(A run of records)
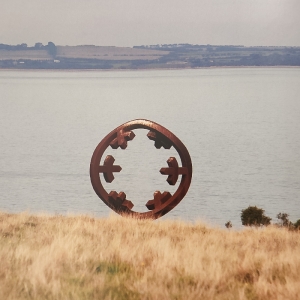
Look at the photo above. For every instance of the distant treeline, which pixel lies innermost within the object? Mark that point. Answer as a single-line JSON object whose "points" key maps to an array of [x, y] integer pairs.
{"points": [[156, 56]]}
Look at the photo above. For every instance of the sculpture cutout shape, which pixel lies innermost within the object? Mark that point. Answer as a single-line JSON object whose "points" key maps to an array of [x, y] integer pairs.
{"points": [[161, 203]]}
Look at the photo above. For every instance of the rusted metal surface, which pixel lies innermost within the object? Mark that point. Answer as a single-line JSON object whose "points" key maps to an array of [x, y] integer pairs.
{"points": [[161, 203]]}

Your goal —
Reproduce every line of the listing above, requests included, scaling each point coordinate in the answers by 1.5 and rounding to whole numbers, with halves rounded up. Omit the pictures from your answer.

Answer in full —
Look at the photo above. For every instance of the distant treeline, which pixel lies innermost within the object? Mark that point. Answer as a single-line JSON object whose "points" key maps to an array of [x, y] integer pairs.
{"points": [[234, 84]]}
Look at the photo above. For every instance of the sculpture cutout shape, which pixel lies innermost within the object? Mark that point. Answer as a single-line JSON object whose "points" key maps to an array of [x, y] integer pairs.
{"points": [[242, 305]]}
Look at the photo above. For every instance of the rusted metal surface, which pixel lies innermost within the object? Mark that point. Answer as a single-line JSON object whose "points" key maps to an array of [x, y] integer pairs.
{"points": [[242, 305]]}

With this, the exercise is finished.